__Information shown__:
Content starts
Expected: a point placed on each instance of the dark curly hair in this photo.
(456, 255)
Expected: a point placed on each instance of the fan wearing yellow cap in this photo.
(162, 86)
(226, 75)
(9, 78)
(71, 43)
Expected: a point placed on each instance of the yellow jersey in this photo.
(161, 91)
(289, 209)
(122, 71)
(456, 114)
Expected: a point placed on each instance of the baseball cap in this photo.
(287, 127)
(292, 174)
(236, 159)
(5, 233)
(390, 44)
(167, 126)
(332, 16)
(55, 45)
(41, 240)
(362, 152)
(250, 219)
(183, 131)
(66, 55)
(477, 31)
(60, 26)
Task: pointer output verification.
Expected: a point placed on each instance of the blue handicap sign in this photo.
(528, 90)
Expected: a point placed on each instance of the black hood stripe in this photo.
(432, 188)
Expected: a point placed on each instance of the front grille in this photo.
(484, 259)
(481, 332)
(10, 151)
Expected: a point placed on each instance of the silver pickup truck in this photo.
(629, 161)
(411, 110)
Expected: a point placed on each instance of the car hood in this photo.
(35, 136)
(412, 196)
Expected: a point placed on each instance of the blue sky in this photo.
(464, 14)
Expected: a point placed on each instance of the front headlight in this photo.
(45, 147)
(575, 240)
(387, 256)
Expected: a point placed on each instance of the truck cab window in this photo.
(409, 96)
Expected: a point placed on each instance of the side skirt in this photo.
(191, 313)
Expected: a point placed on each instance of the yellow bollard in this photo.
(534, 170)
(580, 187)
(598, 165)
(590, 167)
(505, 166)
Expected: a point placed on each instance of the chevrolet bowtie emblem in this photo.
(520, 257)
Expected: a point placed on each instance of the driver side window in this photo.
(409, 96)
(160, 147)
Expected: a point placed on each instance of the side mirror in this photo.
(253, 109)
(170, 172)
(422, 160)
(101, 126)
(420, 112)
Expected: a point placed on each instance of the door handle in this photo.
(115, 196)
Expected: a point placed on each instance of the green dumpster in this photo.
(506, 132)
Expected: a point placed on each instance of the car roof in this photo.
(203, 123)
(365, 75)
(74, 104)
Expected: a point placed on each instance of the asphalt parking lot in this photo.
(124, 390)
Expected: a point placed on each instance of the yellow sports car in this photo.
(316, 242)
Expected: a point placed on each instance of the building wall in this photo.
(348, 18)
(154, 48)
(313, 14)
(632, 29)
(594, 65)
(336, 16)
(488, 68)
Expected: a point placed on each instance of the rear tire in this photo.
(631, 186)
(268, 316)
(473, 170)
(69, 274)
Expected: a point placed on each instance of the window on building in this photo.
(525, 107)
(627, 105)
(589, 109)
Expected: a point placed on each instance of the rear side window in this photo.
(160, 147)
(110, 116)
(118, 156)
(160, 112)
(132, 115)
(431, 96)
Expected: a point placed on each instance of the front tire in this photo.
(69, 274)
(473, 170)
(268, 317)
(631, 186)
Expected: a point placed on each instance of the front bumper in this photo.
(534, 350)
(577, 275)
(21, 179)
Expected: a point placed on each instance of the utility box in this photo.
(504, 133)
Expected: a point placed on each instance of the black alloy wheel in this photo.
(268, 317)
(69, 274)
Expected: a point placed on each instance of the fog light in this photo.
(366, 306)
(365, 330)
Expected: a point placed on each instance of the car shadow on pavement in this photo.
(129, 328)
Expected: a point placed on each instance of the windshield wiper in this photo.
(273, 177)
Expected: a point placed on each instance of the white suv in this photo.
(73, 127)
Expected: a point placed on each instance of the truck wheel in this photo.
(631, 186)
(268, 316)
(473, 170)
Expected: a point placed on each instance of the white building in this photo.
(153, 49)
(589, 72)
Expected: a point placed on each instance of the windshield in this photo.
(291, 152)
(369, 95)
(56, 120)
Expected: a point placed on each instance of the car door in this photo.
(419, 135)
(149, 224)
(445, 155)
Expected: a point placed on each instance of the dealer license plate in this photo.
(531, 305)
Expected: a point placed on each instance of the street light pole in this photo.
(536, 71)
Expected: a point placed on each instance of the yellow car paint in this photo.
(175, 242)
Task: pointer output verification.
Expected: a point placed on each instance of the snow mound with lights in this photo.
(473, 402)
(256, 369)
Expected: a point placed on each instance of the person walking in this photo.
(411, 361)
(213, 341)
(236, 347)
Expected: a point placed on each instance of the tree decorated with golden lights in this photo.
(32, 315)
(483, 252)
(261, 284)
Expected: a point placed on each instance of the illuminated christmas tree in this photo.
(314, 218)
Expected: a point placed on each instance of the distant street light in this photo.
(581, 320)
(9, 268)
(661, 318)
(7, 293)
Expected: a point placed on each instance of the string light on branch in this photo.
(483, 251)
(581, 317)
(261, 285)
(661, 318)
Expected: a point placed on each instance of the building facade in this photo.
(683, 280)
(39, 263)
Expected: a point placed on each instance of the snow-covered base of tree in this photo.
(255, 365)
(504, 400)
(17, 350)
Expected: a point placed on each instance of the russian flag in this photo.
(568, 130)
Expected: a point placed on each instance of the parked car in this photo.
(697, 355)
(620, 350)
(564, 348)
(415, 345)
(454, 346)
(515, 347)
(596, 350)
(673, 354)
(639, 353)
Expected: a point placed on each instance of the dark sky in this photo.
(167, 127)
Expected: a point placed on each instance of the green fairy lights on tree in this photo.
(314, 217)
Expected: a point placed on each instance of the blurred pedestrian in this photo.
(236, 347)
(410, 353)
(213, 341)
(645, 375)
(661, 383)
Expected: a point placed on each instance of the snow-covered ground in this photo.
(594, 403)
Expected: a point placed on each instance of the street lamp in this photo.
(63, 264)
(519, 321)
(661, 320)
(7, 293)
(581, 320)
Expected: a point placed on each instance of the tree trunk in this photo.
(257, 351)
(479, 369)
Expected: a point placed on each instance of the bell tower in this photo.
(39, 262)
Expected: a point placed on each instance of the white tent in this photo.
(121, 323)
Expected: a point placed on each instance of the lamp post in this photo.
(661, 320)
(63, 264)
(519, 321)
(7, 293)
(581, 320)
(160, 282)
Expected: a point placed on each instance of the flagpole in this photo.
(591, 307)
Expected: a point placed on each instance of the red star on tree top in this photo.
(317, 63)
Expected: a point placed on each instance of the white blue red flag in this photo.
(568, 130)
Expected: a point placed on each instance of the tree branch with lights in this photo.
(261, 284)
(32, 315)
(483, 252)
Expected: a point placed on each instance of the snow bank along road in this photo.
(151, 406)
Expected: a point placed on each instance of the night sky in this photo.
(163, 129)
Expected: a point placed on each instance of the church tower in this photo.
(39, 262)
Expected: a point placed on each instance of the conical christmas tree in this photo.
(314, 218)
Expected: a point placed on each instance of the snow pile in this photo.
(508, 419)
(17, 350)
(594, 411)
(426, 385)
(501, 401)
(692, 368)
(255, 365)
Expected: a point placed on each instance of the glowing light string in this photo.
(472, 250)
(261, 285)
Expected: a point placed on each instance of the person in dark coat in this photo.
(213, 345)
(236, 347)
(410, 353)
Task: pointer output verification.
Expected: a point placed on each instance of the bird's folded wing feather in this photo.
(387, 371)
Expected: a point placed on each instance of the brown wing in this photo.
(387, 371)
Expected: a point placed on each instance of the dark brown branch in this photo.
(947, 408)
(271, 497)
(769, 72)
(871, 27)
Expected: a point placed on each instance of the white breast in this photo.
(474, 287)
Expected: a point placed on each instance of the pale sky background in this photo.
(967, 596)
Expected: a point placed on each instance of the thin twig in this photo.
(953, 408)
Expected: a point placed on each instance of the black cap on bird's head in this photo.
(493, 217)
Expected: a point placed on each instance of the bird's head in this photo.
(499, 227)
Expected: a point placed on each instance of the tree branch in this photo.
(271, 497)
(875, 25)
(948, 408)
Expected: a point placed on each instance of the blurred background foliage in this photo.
Content ends
__Task objective__:
Set down the listing above exactly, line for line.

__Written solution__:
Expected: a point placed on each instance of the dark curly hair in this photo.
(456, 255)
Expected: a point placed on each instance of the fan wearing yellow cap in this photo.
(162, 86)
(226, 75)
(9, 78)
(71, 43)
Expected: a point placed on each instance of the yellow jersey in this photo.
(161, 91)
(289, 209)
(122, 71)
(456, 114)
Expected: a point placed on each instance of the baseball cap in this photo.
(287, 127)
(292, 174)
(236, 159)
(5, 233)
(390, 44)
(167, 126)
(332, 16)
(55, 45)
(41, 240)
(362, 152)
(250, 219)
(183, 131)
(66, 55)
(477, 31)
(60, 26)
Task: pointer output verification.
Expected: a point placed on each instance of the blue handicap sign in this photo.
(528, 90)
Expected: a point placed on each instance of the black hood stripe in this photo.
(432, 188)
Expected: a point placed on each instance of the front grille in this photo.
(484, 259)
(481, 332)
(10, 151)
Expected: a point placed on each instance of the silver pickup truck in this photo.
(629, 161)
(411, 110)
Expected: a point placed on each instance of the car hood in this photo.
(35, 136)
(412, 196)
Expected: a point placed on each instance of the blue sky in this photo.
(464, 14)
Expected: a point placed on each instance of the front headlight in this photo.
(45, 147)
(575, 240)
(387, 256)
Expected: a point placed on each instance of the truck cab window in this photo.
(409, 96)
Expected: a point placed on each instance of the side skirt in this photo.
(191, 313)
Expected: a point placed on each instance of the yellow bollard in this photo.
(534, 170)
(580, 187)
(598, 165)
(590, 167)
(505, 166)
Expected: a point placed on each instance of the chevrolet bowtie emblem in this photo.
(520, 257)
Expected: a point placed on each instance of the driver side window in this photo.
(409, 96)
(160, 147)
Expected: a point placed on each instance of the side mirror in this photo.
(253, 109)
(170, 172)
(422, 160)
(101, 126)
(420, 112)
Expected: a point placed on each instance of the door handle in this photo.
(115, 196)
Expected: a point placed on each instance of the green dumpster in this photo.
(506, 132)
Expected: a point placed on each instance of the car roof in this photo.
(203, 123)
(365, 75)
(74, 104)
Expected: a point placed on each instance of the asphalt parking lot in this photo.
(124, 390)
Expected: a point placed on each instance of the yellow sports car in this photo.
(316, 242)
Expected: a point placed on each instance of the building wall in this photo.
(348, 18)
(154, 48)
(313, 14)
(632, 29)
(594, 65)
(336, 16)
(488, 68)
Expected: a point placed on each instance of the rear tire in this photo.
(631, 186)
(268, 316)
(473, 170)
(69, 274)
Expected: a point placed on each instance of the window on building in this photo.
(525, 107)
(627, 105)
(589, 109)
Expected: a point placed on each instance of the rear side window in this photo.
(160, 147)
(110, 116)
(118, 156)
(160, 112)
(132, 115)
(431, 96)
Expected: a point placed on each instance of the front tire in this photo.
(69, 274)
(473, 170)
(268, 317)
(631, 186)
Expected: a point placed on each instance of the front bumper in this photo.
(534, 350)
(577, 275)
(21, 179)
Expected: a point placed on each instance of the utility box in this photo.
(504, 133)
Expected: a point placed on each instance of the black alloy wheel in this photo.
(268, 317)
(69, 274)
Expected: a point placed on each instance of the fog light in this photo.
(366, 306)
(365, 330)
Expected: a point placed on each instance of the car shadow on pavement in this photo.
(129, 328)
Expected: a point placed on each instance of the windshield wiper in this photo.
(273, 177)
Expected: a point placed on each instance of the white suv in this photo.
(73, 127)
Expected: a point placed on each instance of the truck wheel in this photo.
(631, 186)
(268, 316)
(473, 170)
Expected: a point placed on each instance of the white building in this photo.
(153, 49)
(589, 72)
Expected: a point placed on each instance of the windshield in this photo.
(291, 152)
(369, 95)
(56, 120)
Expected: a point placed on each instance of the car door in this photo.
(419, 135)
(149, 224)
(445, 155)
Expected: a point placed on each instance of the dealer license plate in this photo.
(531, 305)
Expected: a point placed on each instance of the street light pole in this photo.
(536, 71)
Expected: a point placed on each instance of the yellow car paint in this photo.
(175, 242)
Task: pointer output verification.
Expected: a point placed on each instance of the snow mound with lights in this photo.
(473, 402)
(256, 369)
Expected: a point placed on each instance of the person walking in this photo.
(411, 361)
(213, 341)
(236, 347)
Expected: a point placed on each instance of the tree decorated with golden lights in this photo.
(32, 315)
(483, 252)
(261, 284)
Expected: a point placed on each instance of the illuminated christmas tree in this photo.
(314, 218)
Expected: a point placed on each instance of the distant street light in this photo.
(581, 320)
(9, 268)
(661, 318)
(7, 293)
Expected: a point placed on each instance of the string light on branch in this photo.
(483, 251)
(581, 317)
(261, 285)
(661, 318)
Expected: a point placed on each instance of the building facade in this photo.
(683, 280)
(39, 263)
Expected: a point placed on each instance of the snow-covered base of tree in this photo.
(255, 365)
(504, 400)
(17, 350)
Expected: a point placed on each instance of the russian flag in this photo.
(568, 130)
Expected: a point placed on each instance of the parked car in this photo.
(697, 355)
(620, 350)
(564, 348)
(415, 345)
(454, 346)
(515, 347)
(596, 350)
(673, 354)
(639, 353)
Expected: a point placed on each instance of the dark sky in this photo.
(167, 127)
Expected: a point placed on each instance of the green fairy lights on tree in this photo.
(314, 217)
Expected: a point placed on each instance of the blurred pedestrian in this photo.
(236, 347)
(410, 353)
(213, 341)
(645, 375)
(661, 383)
Expected: a point placed on each instance of the snow-covered ground in this photo.
(594, 403)
Expected: a point placed on each instance of the street lamp in this photo.
(63, 264)
(519, 321)
(661, 320)
(7, 293)
(581, 320)
Expected: a point placed on each instance of the tree trunk in this photo.
(257, 351)
(479, 369)
Expected: a point placed on each instance of the bell tower in this photo.
(39, 262)
Expected: a point placed on each instance of the white tent in this photo.
(121, 323)
Expected: a point placed on each instance of the lamp post in this photo.
(661, 320)
(63, 264)
(519, 321)
(7, 293)
(581, 320)
(160, 282)
Expected: a point placed on each instance of the flagpole in this photo.
(591, 307)
Expected: a point placed on each instance of the red star on tree top in this photo.
(317, 63)
Expected: a point placed on each instance of the white blue red flag in this photo.
(568, 130)
Expected: a point placed on each instance of the tree branch with lights in this photo.
(261, 284)
(32, 315)
(483, 252)
Expected: a point placed on each instance of the snow bank along road in this photo.
(151, 406)
Expected: a point placed on each instance of the night sky in this photo.
(163, 129)
Expected: a point placed on each instance of the church tower in this photo.
(39, 262)
Expected: a point placed on each instance of the conical christmas tree in this photo.
(314, 218)
Expected: a point placed on each instance of the snow pile in this photo.
(508, 419)
(17, 350)
(594, 411)
(426, 385)
(501, 401)
(692, 368)
(255, 365)
Expected: a point placed on each instance of the glowing light string in this photo.
(472, 250)
(261, 285)
Expected: a point placed on each instance of the person in dark coat in this photo.
(213, 345)
(236, 347)
(410, 353)
Task: pointer output verification.
Expected: a point placed on each instance of the bird's folded wing feather in this photo.
(387, 371)
Expected: a point placed on each instance of the brown wing in this photo.
(387, 371)
Expected: a point placed on each instance of the dark brown branch in this photo.
(947, 408)
(271, 497)
(769, 72)
(871, 27)
Expected: a point placed on each instance of the white breast in this photo.
(474, 287)
Expected: a point placed on each instance of the pale sky background in this photo.
(967, 596)
Expected: a point placed on each instance of the thin twig in this photo.
(953, 408)
Expected: a point placed on each instance of the black cap on bird's head in this photo.
(493, 217)
Expected: a point placed on each instance of the bird's head in this photo.
(499, 227)
Expected: a point placed on each instance of the tree branch in this photo.
(271, 497)
(875, 25)
(948, 408)
Expected: a point placed on each instance of the blurred background foliage in this photo.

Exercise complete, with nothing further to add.